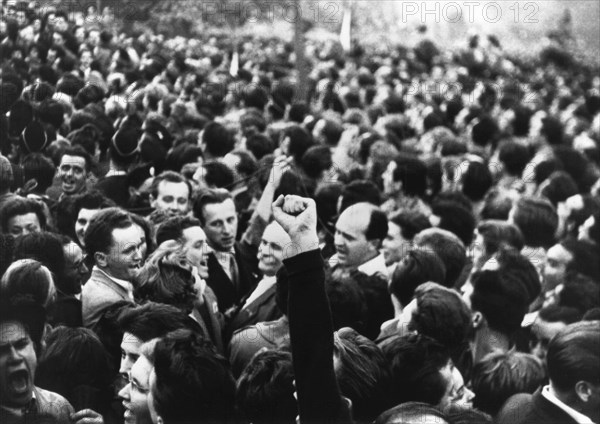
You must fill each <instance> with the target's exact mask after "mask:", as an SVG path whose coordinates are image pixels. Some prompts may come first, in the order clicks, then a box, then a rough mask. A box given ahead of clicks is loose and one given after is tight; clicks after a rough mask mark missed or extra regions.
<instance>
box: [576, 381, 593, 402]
mask: <svg viewBox="0 0 600 424" xmlns="http://www.w3.org/2000/svg"><path fill="white" fill-rule="evenodd" d="M593 390H594V389H593V387H591V385H590V383H588V382H587V381H578V382H577V383H576V384H575V393H576V394H577V397H578V398H579V399H580V400H581V401H582V402H589V400H590V398H591V397H592V395H593Z"/></svg>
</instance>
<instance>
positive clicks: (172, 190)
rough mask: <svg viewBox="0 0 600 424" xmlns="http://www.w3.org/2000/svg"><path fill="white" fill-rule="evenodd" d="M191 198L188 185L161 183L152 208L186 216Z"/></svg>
mask: <svg viewBox="0 0 600 424" xmlns="http://www.w3.org/2000/svg"><path fill="white" fill-rule="evenodd" d="M189 198H190V189H189V187H188V185H187V184H186V183H184V182H181V183H173V182H170V181H161V182H160V184H158V193H157V195H156V199H153V201H152V207H154V208H155V209H159V210H164V211H169V212H173V213H178V214H182V215H184V214H186V213H187V211H188V206H189Z"/></svg>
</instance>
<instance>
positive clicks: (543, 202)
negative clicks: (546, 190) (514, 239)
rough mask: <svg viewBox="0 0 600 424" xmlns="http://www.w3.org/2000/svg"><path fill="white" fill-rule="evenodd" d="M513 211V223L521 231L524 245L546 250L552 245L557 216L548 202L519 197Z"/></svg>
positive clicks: (553, 241)
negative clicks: (513, 222)
mask: <svg viewBox="0 0 600 424" xmlns="http://www.w3.org/2000/svg"><path fill="white" fill-rule="evenodd" d="M513 211H514V212H513V220H514V223H515V224H516V225H517V227H519V229H520V230H521V233H522V234H523V238H524V239H525V245H527V246H530V247H543V248H545V249H547V248H549V247H550V246H552V245H553V244H554V233H556V228H557V227H558V215H557V213H556V210H555V209H554V206H552V203H550V201H549V200H546V199H542V198H535V197H521V198H520V199H519V200H518V201H517V203H516V204H515V206H514V208H513Z"/></svg>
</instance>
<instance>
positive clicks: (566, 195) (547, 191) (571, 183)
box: [540, 171, 579, 207]
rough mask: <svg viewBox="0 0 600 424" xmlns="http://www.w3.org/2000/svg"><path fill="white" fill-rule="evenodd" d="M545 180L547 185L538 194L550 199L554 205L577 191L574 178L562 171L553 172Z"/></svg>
mask: <svg viewBox="0 0 600 424" xmlns="http://www.w3.org/2000/svg"><path fill="white" fill-rule="evenodd" d="M547 181H548V185H546V186H545V187H544V188H542V190H541V192H540V194H541V195H542V196H544V197H546V198H547V199H548V200H550V202H552V205H553V206H554V207H556V206H557V205H558V203H560V202H564V201H565V200H567V199H568V198H569V197H571V196H574V195H576V194H577V193H579V188H578V187H577V183H575V180H573V178H571V176H570V175H569V174H567V173H566V172H564V171H555V172H553V173H552V175H550V176H549V177H548V179H547Z"/></svg>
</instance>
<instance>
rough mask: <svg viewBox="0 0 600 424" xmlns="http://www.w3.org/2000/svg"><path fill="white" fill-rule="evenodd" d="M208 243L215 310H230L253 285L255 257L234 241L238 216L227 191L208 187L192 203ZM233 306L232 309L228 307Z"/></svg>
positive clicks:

**********

Give again, word for word, every line from the top of the data through the line with "box: [540, 171, 579, 207]", both ends included, and exclude the pictures.

You must fill each <instance> with the target's exact mask after "mask:", as an SVG path whose coordinates are image pixels. Some prompts may come first, in the order clicks, then a box, then a rough mask. A box given ahead of clicks is loose and one given after is tight; clicks after a rough mask mark missed or extra regions.
<instance>
box: [576, 381, 593, 402]
mask: <svg viewBox="0 0 600 424" xmlns="http://www.w3.org/2000/svg"><path fill="white" fill-rule="evenodd" d="M593 390H594V389H593V387H591V385H590V383H588V382H587V381H578V382H577V383H576V384H575V393H576V394H577V397H578V398H579V399H580V400H581V401H582V402H589V400H590V398H591V397H592V395H593Z"/></svg>
</instance>
<instance>
positive clicks: (172, 190)
rough mask: <svg viewBox="0 0 600 424" xmlns="http://www.w3.org/2000/svg"><path fill="white" fill-rule="evenodd" d="M191 198L188 185L161 183L152 208L186 216Z"/></svg>
mask: <svg viewBox="0 0 600 424" xmlns="http://www.w3.org/2000/svg"><path fill="white" fill-rule="evenodd" d="M189 198H190V189H189V187H188V185H187V184H186V183H184V182H181V183H173V182H170V181H161V182H160V184H158V193H157V195H156V199H153V201H152V207H154V208H155V209H159V210H164V211H169V212H173V213H178V214H182V215H184V214H186V213H187V211H188V206H189Z"/></svg>
</instance>
<instance>
positive clicks: (543, 202)
negative clicks: (546, 190) (514, 239)
rough mask: <svg viewBox="0 0 600 424" xmlns="http://www.w3.org/2000/svg"><path fill="white" fill-rule="evenodd" d="M513 211V223L521 231L524 245L546 250L552 245L557 216L548 202L519 197Z"/></svg>
positive clicks: (553, 241)
negative clicks: (513, 222)
mask: <svg viewBox="0 0 600 424" xmlns="http://www.w3.org/2000/svg"><path fill="white" fill-rule="evenodd" d="M513 211H514V212H513V220H514V223H515V224H516V225H517V227H519V229H520V230H521V233H522V234H523V238H524V239H525V245H527V246H530V247H543V248H545V249H547V248H549V247H550V246H552V245H553V244H554V233H556V228H557V227H558V215H557V213H556V210H555V209H554V206H552V203H550V201H549V200H546V199H542V198H535V197H521V198H520V199H519V200H518V201H517V203H516V204H515V206H514V208H513Z"/></svg>
</instance>
<instance>
positive clicks: (566, 195) (547, 191) (571, 183)
box: [540, 171, 579, 207]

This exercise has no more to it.